• Extract:
-=-=-

ATHENS – Greece’s population is on a rapid decline since 2011, the first year when a negative birthrate was recorded since 1944, said on Monday Stefanos Chandakas, obstetrician-gynecologist, founder and CEO of HOPEgenesis, a Greek non-profit organization that addresses the issue of low birth rates in Greece, at an event held at the American College of Greece in Athens.
The year 2017 saw 88,553 births and 124,501 deaths in Greece, said Chandakas, who warned that “Greece’s population is expected to reach 8 million people by 2050, based on conservative estimates.”
The current population of Greece is 10,451,862 people, according to the latest United Nations data.
The doctor emphasized that Greece still ranks low in adopting supportive maternity, family and fertility policies, and stressed that the main objective should be creating a favorable environment to support young couples of childbearing age.

-=-=-

• Dataset records:

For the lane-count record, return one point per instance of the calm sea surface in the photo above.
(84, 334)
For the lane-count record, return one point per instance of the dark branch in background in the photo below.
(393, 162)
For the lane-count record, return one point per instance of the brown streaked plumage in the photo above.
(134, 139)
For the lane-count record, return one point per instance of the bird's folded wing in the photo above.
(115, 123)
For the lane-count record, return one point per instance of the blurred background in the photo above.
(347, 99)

-=-=-

• Task 1:
Answer these questions using the report on Greece's falling population:
(a) In what year was a negative birthrate recorded in Greece for the first time since 1944?
(b) How many births and how many deaths did Greece have in 2017?
(c) What is Greece's current population according to the latest United Nations data?
• Task 2: Summarize the report on Greece's falling population in two sentences.
• Task 3: Carry on the report on Greece's falling population from its last sentence.

• Exercise answer 1:
(a) 2011
(b) 88,553 births and 124,501 deaths
(c) 10,451,862 people

• Exercise answer 2: At an event at the American College of Greece, Stefanos Chandakas, founder and CEO of the non-profit HOPEgenesis, said Greece's population has been declining rapidly since 2011, with 88,553 births against 124,501 deaths in 2017 and a projected population of 8 million by 2050, down from the current 10,451,862. He said Greece still ranks low in adopting supportive maternity, family and fertility policies, and that the main objective should be a favorable environment for young couples of childbearing age.

• Exercise answer 3:
Greece’s fertility rate total – which indicates the number of children each woman bears at reproductive age – rose from 1.31 in 2004 to 1.5 in 2008-2009 and dropped again, to 1.35, in 2017.
The average age of Greek women giving birth for the first time has also risen significantly, from 28.8 years of age in 2008 to 30.3 years of age in 2016.
Some 36 pct of Greece’s population will be over 65 years old by 2050, up from 6 pct in the 1970s and 18-20 pct of the current population total.
Declining demographics directly impact the number of active labor force, burden the insurance network, and threaten the viability of the pension system.